▶ EXTRACT
▽

When things get to the point where I can’t deal with them any longer, I walk. The other day, I’d had enough of the misery around me, so I bundled up and headed out into the cold world. I didn’t expect the wintry scenery to make me feel any better. I was looking for something else -actually, someone else- to do the job. I looked beyond the school, the village hall and the homes that line my neighborhood. I peeked past earth-colored bricks, charcoal tree trunks, the white clouds and blue sky to catch a glimpse of what I needed. I squinted and strained to find God. I fully intended to insist that our dear Lord do something about the many suffering people whom I felt incapable of helping in a meaningful way.
Before checking to see if I had God’s attention, I began to list everyone who’d asked me to pray for him or her and everyone who I thought needed Divine Intervention of some sort. As I recited that list, I couldn’t help picturing each one. Before going on to the next name, I had to add how frightened or distraught or alone the person I’d mentioned must be feeling. In the process, my frustration over my inability to fix everything and everyone on my list gave way. Rather than angrily bounding through the cold, I continued on with absolute certainty that God knows about and cares very deeply for each of these suffering souls. When I came home to begin this writing, it occurred to me that I should have read Matthew’s gospel (Matthew 5:1-12a) before my walk…
Matthew tells us that Jesus took the suffering of his contemporaries to heart. When Jesus climbed the mountainside to speak, he saw each face in the crowd before him. Anxious eyes revealed every sort of suffering –poverty of body and spirit; illness and loss; insecurity and loneliness; hunger and thirst; persecution, unrest and injustice. Jesus knew he needed to do much more than to fulfill the material longings of the people. A bit of food, a warmer coat, a better home and an illness overcome were temporary remedies for what ailed the throngs before him. Jesus looked deeply into the tormented hearts who struggled to make sense of their lives. Jesus searched his own heart for the only answer which would make sense of everything.

△

[Items from a data source]
▽

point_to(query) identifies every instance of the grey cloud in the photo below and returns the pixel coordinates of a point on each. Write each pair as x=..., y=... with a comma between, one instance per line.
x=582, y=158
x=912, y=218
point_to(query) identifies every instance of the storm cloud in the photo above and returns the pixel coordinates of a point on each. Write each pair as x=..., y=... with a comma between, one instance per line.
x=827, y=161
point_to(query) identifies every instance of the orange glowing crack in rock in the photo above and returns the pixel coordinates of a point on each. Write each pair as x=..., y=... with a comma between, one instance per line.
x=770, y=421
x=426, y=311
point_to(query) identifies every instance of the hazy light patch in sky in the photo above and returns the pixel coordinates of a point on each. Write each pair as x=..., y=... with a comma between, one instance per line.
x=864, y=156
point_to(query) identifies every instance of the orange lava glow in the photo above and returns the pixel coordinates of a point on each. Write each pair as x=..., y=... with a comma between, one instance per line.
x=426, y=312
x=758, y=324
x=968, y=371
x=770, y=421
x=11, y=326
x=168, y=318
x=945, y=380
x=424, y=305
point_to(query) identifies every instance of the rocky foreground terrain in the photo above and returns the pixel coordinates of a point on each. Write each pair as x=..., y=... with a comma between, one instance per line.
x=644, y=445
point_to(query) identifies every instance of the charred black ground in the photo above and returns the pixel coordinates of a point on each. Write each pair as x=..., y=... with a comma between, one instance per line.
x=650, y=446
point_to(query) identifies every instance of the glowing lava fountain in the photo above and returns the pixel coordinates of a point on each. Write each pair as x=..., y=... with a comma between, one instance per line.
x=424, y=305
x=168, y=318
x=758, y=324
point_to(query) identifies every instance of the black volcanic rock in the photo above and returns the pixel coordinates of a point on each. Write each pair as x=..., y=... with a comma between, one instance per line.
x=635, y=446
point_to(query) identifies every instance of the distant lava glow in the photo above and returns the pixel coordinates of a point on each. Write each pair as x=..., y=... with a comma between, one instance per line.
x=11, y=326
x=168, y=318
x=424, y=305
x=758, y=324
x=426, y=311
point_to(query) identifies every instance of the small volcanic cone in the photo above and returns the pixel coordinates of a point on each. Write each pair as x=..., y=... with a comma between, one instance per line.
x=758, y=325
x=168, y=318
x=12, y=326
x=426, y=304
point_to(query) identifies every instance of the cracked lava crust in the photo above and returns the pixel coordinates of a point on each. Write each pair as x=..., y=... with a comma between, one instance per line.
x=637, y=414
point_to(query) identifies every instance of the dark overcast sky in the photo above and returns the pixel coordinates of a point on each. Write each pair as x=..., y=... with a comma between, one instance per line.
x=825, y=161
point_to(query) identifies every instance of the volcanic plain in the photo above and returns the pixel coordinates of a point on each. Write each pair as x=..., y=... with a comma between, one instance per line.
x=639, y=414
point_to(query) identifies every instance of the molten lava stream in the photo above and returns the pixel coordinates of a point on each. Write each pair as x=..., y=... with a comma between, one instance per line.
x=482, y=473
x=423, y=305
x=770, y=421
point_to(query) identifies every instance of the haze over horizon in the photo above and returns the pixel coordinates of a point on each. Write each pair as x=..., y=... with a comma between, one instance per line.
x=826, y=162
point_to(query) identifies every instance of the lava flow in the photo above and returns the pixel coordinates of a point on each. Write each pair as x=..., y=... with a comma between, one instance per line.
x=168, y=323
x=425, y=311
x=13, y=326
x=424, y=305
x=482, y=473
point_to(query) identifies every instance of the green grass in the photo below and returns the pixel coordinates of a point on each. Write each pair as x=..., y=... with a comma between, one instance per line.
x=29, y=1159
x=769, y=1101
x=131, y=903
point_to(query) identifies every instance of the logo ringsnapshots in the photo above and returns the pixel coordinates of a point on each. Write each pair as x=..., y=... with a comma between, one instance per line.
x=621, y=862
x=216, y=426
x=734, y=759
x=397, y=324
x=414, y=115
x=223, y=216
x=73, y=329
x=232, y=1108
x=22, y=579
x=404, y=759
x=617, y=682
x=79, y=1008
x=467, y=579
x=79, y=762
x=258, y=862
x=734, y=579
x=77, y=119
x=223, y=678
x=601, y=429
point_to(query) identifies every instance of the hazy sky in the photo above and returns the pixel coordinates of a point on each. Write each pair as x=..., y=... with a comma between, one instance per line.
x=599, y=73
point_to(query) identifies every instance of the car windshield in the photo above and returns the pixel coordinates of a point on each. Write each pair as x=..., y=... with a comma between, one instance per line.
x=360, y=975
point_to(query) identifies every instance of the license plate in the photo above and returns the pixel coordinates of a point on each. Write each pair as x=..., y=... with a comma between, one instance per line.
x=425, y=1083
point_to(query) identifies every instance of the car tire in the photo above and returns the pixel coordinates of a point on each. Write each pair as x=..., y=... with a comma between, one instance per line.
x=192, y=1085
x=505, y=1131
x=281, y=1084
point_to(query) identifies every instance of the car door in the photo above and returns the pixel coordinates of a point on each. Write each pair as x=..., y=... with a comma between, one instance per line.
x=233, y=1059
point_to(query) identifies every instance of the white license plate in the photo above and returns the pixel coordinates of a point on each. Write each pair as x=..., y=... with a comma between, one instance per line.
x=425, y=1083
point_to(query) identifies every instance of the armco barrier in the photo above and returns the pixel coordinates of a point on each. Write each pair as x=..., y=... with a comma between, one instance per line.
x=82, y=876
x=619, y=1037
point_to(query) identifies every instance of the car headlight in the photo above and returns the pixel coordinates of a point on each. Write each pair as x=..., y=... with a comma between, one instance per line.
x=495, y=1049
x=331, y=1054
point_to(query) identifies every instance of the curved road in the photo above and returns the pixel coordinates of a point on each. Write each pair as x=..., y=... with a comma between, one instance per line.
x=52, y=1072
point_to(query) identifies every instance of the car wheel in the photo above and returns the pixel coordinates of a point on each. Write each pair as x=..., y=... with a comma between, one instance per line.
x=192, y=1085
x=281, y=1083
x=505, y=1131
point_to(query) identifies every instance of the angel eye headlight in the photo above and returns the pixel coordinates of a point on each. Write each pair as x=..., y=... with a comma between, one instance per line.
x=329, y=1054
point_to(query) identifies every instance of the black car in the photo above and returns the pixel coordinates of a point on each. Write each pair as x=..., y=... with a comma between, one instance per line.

△

▶ EXERCISES
[A] In the reflection on walking and Matthew's gospel, what temporary remedies are named for what ailed the crowd? List them all.
[B] Extend the reflection on walking and Matthew's gospel from its last sentence, keeping the same voice and subject.
You won't need the listing for any of this.

▶ ANSWERS TO EACH TASK
[A]
- A bit of food
- A warmer coat
- A better home
- An illness overcome

[B]
Jesus looked into that suffering crowd and said, “Blessed are the poor in spirit, for theirs is the kingdom of heaven. Blessed are those who mourn, for they will be comforted. Blessed are the meek, for they will inherit the earth. Blessed are those who hunger and thirst for righteousness, for they will be satisfied Blessed are the merciful, for they will be shown mercy. Blessed are the pure in heart, for they will see God Blessed are the peacemakers, for they will be called children of God. Blessed are those who are persecuted because of righteousness, for theirs is the kingdom of heaven. Blessed are you when they insult you and persecute you and utter every kind of evil against you falsely because of me. Rejoice and be glad, for your reward will be great in heaven.”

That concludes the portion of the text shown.